/---

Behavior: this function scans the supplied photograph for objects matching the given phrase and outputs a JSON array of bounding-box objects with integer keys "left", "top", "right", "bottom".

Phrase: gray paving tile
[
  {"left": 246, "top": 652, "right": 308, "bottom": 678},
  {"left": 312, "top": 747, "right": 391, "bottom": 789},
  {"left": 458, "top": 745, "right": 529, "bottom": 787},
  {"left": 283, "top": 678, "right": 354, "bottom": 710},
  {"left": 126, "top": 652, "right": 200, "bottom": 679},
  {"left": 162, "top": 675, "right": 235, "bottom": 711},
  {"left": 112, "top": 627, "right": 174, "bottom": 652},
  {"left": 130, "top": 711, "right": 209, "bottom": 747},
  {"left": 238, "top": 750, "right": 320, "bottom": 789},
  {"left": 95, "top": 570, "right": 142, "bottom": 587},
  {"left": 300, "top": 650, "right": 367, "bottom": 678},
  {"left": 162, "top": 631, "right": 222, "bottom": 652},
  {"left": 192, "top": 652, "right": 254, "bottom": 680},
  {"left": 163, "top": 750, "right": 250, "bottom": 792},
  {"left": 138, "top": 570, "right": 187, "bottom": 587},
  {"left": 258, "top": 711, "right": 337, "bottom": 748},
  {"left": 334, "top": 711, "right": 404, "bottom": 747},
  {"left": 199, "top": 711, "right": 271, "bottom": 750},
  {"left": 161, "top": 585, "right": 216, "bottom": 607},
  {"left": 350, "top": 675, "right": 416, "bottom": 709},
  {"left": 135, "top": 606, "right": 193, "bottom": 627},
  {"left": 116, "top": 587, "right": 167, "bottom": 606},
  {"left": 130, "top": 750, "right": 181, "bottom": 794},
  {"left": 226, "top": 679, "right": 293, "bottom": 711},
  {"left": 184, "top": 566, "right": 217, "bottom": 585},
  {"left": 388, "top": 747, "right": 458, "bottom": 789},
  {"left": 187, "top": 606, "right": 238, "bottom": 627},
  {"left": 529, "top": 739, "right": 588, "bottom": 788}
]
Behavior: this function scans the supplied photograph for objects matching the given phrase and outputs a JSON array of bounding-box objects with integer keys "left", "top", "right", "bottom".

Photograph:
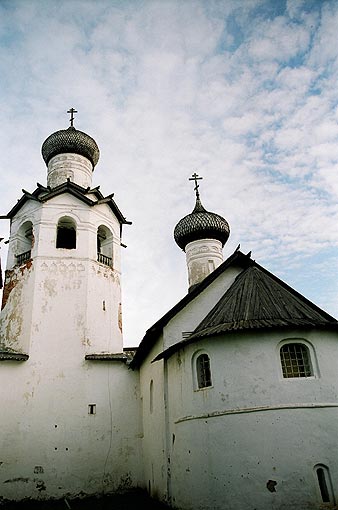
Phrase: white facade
[
  {"left": 185, "top": 239, "right": 223, "bottom": 287},
  {"left": 0, "top": 149, "right": 143, "bottom": 500},
  {"left": 0, "top": 128, "right": 338, "bottom": 510}
]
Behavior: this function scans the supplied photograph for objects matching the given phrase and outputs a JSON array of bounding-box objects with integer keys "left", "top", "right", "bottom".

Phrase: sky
[{"left": 0, "top": 0, "right": 338, "bottom": 346}]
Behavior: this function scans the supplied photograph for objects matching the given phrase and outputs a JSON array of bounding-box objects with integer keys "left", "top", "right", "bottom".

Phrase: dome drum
[{"left": 174, "top": 200, "right": 230, "bottom": 250}]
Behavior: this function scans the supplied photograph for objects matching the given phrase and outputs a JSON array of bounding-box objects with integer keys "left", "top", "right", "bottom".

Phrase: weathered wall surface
[
  {"left": 0, "top": 194, "right": 143, "bottom": 500},
  {"left": 0, "top": 360, "right": 143, "bottom": 500},
  {"left": 140, "top": 337, "right": 168, "bottom": 499},
  {"left": 168, "top": 331, "right": 338, "bottom": 510}
]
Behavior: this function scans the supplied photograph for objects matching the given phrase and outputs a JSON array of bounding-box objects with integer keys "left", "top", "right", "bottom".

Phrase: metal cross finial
[
  {"left": 189, "top": 172, "right": 203, "bottom": 198},
  {"left": 67, "top": 108, "right": 77, "bottom": 127}
]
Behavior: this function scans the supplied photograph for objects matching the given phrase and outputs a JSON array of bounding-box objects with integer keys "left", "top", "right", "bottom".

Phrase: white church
[{"left": 0, "top": 115, "right": 338, "bottom": 510}]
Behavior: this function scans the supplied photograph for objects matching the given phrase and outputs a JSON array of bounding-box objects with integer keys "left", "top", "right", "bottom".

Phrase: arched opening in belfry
[
  {"left": 97, "top": 225, "right": 113, "bottom": 267},
  {"left": 56, "top": 216, "right": 76, "bottom": 250},
  {"left": 16, "top": 221, "right": 34, "bottom": 265}
]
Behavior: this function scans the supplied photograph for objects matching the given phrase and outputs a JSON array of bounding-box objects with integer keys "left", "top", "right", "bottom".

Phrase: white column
[{"left": 185, "top": 239, "right": 223, "bottom": 287}]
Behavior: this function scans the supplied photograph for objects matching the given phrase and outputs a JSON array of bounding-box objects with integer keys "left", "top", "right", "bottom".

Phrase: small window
[
  {"left": 196, "top": 354, "right": 212, "bottom": 389},
  {"left": 88, "top": 404, "right": 96, "bottom": 414},
  {"left": 315, "top": 464, "right": 335, "bottom": 503},
  {"left": 149, "top": 380, "right": 154, "bottom": 414},
  {"left": 16, "top": 221, "right": 34, "bottom": 265},
  {"left": 96, "top": 225, "right": 113, "bottom": 267},
  {"left": 280, "top": 343, "right": 313, "bottom": 378},
  {"left": 56, "top": 216, "right": 76, "bottom": 250}
]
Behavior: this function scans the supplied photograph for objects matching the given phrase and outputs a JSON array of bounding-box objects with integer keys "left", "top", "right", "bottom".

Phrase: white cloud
[{"left": 0, "top": 0, "right": 338, "bottom": 343}]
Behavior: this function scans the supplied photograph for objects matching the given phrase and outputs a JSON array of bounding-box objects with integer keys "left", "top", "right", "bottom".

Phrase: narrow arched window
[
  {"left": 149, "top": 380, "right": 154, "bottom": 414},
  {"left": 315, "top": 464, "right": 335, "bottom": 503},
  {"left": 96, "top": 225, "right": 113, "bottom": 267},
  {"left": 196, "top": 354, "right": 212, "bottom": 389},
  {"left": 280, "top": 342, "right": 313, "bottom": 378},
  {"left": 16, "top": 221, "right": 34, "bottom": 265},
  {"left": 56, "top": 216, "right": 76, "bottom": 250}
]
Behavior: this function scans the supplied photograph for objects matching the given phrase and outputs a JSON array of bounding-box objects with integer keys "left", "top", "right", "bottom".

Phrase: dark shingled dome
[
  {"left": 41, "top": 126, "right": 100, "bottom": 167},
  {"left": 174, "top": 198, "right": 230, "bottom": 250}
]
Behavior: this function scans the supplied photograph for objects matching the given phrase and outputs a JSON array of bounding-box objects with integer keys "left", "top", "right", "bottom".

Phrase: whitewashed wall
[
  {"left": 0, "top": 194, "right": 143, "bottom": 499},
  {"left": 164, "top": 331, "right": 338, "bottom": 510}
]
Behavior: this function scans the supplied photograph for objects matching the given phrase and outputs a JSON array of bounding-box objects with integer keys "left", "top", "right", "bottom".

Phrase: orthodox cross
[
  {"left": 67, "top": 108, "right": 77, "bottom": 127},
  {"left": 189, "top": 172, "right": 203, "bottom": 198}
]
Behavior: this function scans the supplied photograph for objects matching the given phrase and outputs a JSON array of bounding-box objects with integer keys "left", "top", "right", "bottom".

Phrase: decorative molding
[
  {"left": 175, "top": 403, "right": 338, "bottom": 424},
  {"left": 0, "top": 351, "right": 29, "bottom": 361},
  {"left": 85, "top": 352, "right": 129, "bottom": 363}
]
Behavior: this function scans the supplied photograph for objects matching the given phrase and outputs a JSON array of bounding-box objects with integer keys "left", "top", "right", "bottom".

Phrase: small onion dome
[
  {"left": 174, "top": 197, "right": 230, "bottom": 250},
  {"left": 41, "top": 126, "right": 100, "bottom": 167}
]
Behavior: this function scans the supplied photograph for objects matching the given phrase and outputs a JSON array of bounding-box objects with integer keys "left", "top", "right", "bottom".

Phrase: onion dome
[
  {"left": 41, "top": 126, "right": 100, "bottom": 167},
  {"left": 174, "top": 190, "right": 230, "bottom": 250}
]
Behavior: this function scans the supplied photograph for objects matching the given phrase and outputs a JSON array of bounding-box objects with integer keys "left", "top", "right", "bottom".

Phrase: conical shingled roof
[
  {"left": 41, "top": 126, "right": 100, "bottom": 167},
  {"left": 174, "top": 196, "right": 230, "bottom": 250},
  {"left": 189, "top": 265, "right": 338, "bottom": 339}
]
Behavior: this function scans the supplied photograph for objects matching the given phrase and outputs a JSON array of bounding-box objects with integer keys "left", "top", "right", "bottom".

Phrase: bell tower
[
  {"left": 0, "top": 109, "right": 142, "bottom": 500},
  {"left": 0, "top": 108, "right": 129, "bottom": 356}
]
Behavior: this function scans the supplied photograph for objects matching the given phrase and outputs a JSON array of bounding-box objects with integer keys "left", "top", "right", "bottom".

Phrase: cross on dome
[
  {"left": 67, "top": 108, "right": 77, "bottom": 127},
  {"left": 189, "top": 172, "right": 203, "bottom": 199}
]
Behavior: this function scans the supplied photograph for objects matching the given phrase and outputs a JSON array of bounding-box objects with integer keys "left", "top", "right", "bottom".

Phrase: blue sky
[{"left": 0, "top": 0, "right": 338, "bottom": 345}]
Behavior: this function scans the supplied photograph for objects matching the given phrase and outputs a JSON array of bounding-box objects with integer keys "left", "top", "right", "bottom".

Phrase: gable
[{"left": 190, "top": 264, "right": 338, "bottom": 339}]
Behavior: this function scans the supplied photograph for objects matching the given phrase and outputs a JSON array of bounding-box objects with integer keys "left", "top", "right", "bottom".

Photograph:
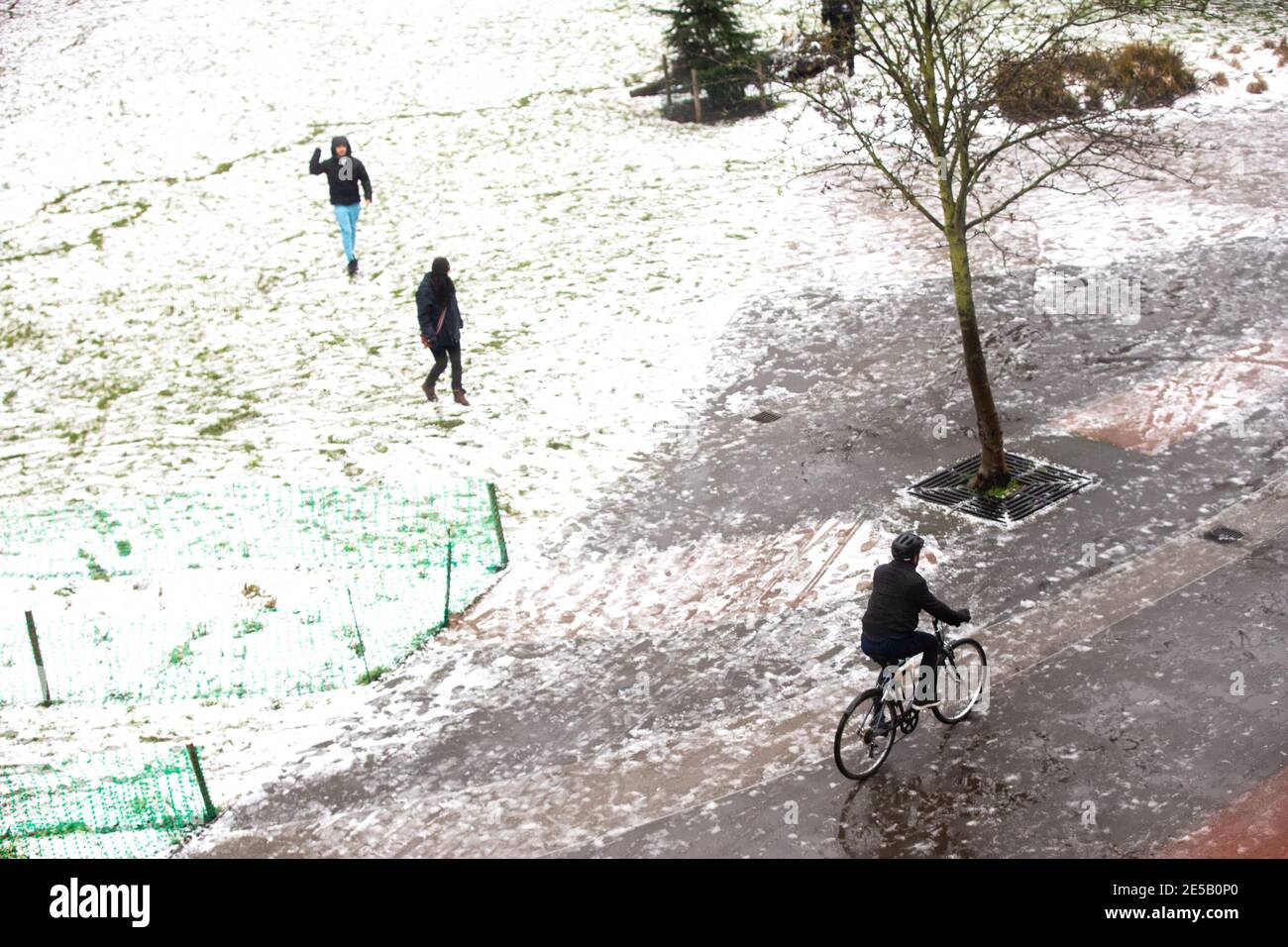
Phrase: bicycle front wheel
[
  {"left": 832, "top": 686, "right": 899, "bottom": 780},
  {"left": 932, "top": 638, "right": 988, "bottom": 723}
]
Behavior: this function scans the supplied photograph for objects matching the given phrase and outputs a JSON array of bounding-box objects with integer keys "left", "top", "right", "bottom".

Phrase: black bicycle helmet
[{"left": 890, "top": 532, "right": 926, "bottom": 562}]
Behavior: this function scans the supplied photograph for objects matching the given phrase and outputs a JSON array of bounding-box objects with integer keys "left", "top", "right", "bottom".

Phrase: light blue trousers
[{"left": 332, "top": 204, "right": 362, "bottom": 261}]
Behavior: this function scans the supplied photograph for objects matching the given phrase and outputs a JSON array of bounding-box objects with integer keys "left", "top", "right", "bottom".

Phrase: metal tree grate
[{"left": 909, "top": 453, "right": 1092, "bottom": 523}]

\---

_WHAT YOU SHOULD DO_. Return every line above that contains the word "shingled".

_COMPLETE RESPONSE_.
Phrase: dark shingled dome
Phrase: conical shingled roof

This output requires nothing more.